READING PASSAGE:
= = =
The sticky factor that everyone’s always looking for. How did you get this experience, Rick? What did you do before you launched your company?

I’ve been a very curious person my entire life back to the point that I was a young child. I’m sure that everybody goes through that process of why, that questioning and wondering about why things are. Why things work? Is that really true? How would we understand that? How could we prove that? That’s been with me for a long period of time. That helped me get through my studies in engineering, through business, through marketing, and through helping run companies, help turn companies around, and helping improve those companies. I’ve been doing these for several decades, unfortunately. It doesn’t feel like it’s been that long but time flies when you’re having fun.

As any good entrepreneur, you saw a problem and you’ve decided you have a unique solution with your experience and intellectual property using the science to solve it. Let’s take a deep dive. One of the things that really stood out to me when I was on your website is, there’s a hundred steps sometimes to get a new customer. Is that the norm? Is that low? Is that high? What have you found?

TSP 136 | Sales Growth

Sales Growth: All too often, folks think that selling is a one-to-one. It’s gotten much more complex.
= = =
RECORDED DATA:
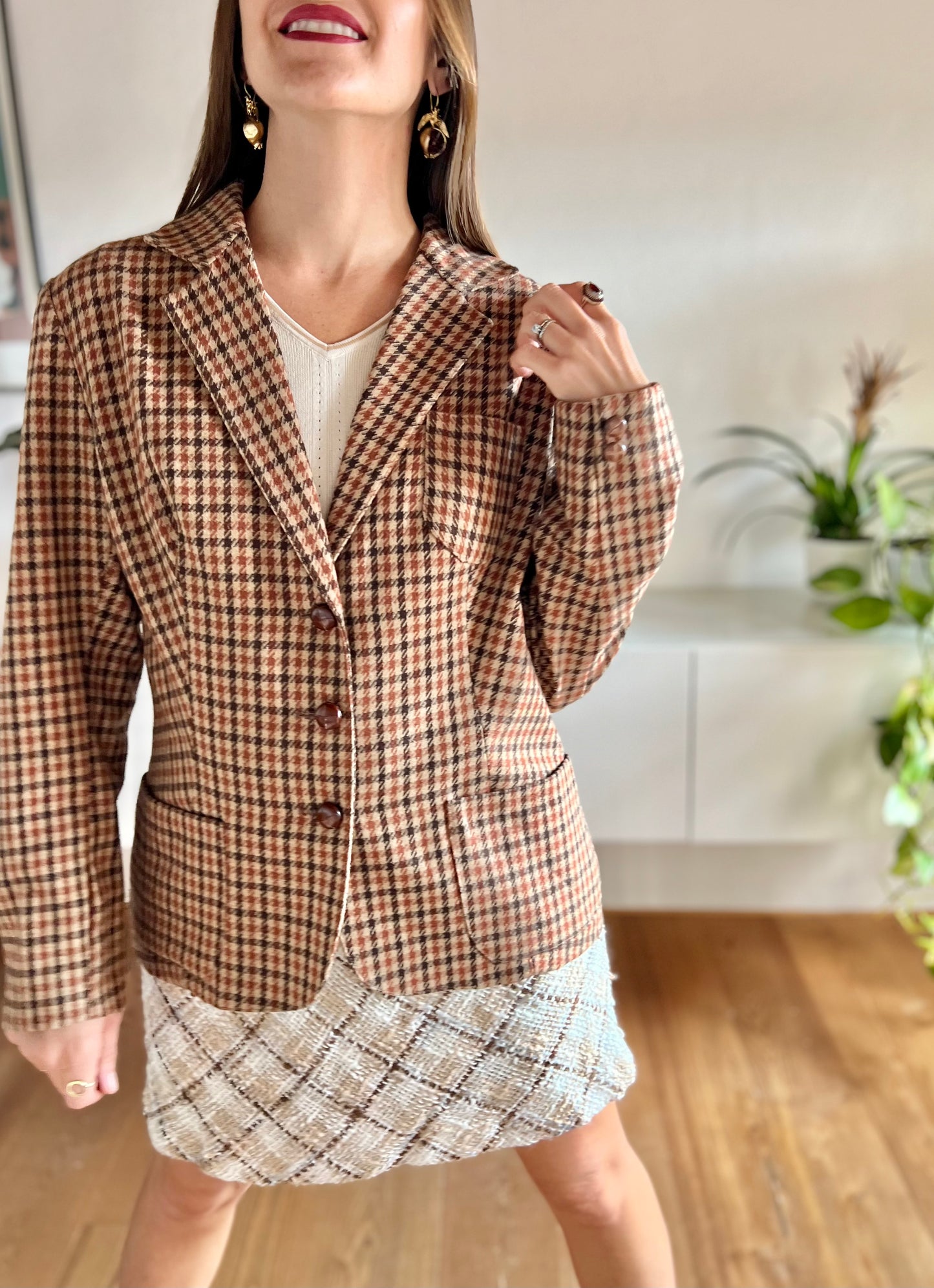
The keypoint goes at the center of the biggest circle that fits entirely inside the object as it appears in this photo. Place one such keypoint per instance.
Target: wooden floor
(783, 1107)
= = =
EXERCISES TO COMPLETE:
• A. In the interview with Rick about sales growth:
(i) In what field were Rick's studies?
(ii) For how long does Rick say he has been doing this work?
(iii) How many steps does the interviewer say it sometimes takes to get a new customer?
• B. Write the next part of the interview with Rick about sales growth, picking up after its final sentence.

RESULTS FOR THE EXERCISE:
• A.
(i) Engineering.
(ii) Several decades.
(iii) A hundred.

• B.
It depends on the type of company, the type of process, the type of product, the type of service, the richness of that, the number of people that are involved on the market or the sales side, as well as people on the buy side. All too often, folks think that selling is a one-to-one. It’s gotten much more complex. There are many more people that are involved both on the seller side as well as on the buyer side. Often, I found that folks haven’t really thought through that entire process. How do you prepare for a meeting where it may be you and a colleague meeting with five to ten people on the buy side, and really understanding what’s the decision process that they’re going to go through? What’s really the problem that they’re trying to solve? What’s the evidence that you bring as well as the enthusiasm that you bring that helps them understand you’re the right company, you’re the right solution to a problem that they have?

I’m going to ask you to put your investor hat on for a minute. When you hear a pitch, what are you looking for as it relates specifically, since this is your area of expertise, to how they’re going to monetize and get revenue in the company? What are some of the things that you think make a good pitch?

One of the key things that I’ve seen, and I’d love to get your perspective since you and I have some similar interests, I don’t want to hear about the product. I want to hear about the problem, because people don’t buy products. They buy solutions to problems. How clear, how deep, how thorough is your understanding about the problems that your clients have? How compelling the interest is on their part to solve those? I try to really understand, what’s the problem? How do you know that somebody has a problem? How do they know they have that problem?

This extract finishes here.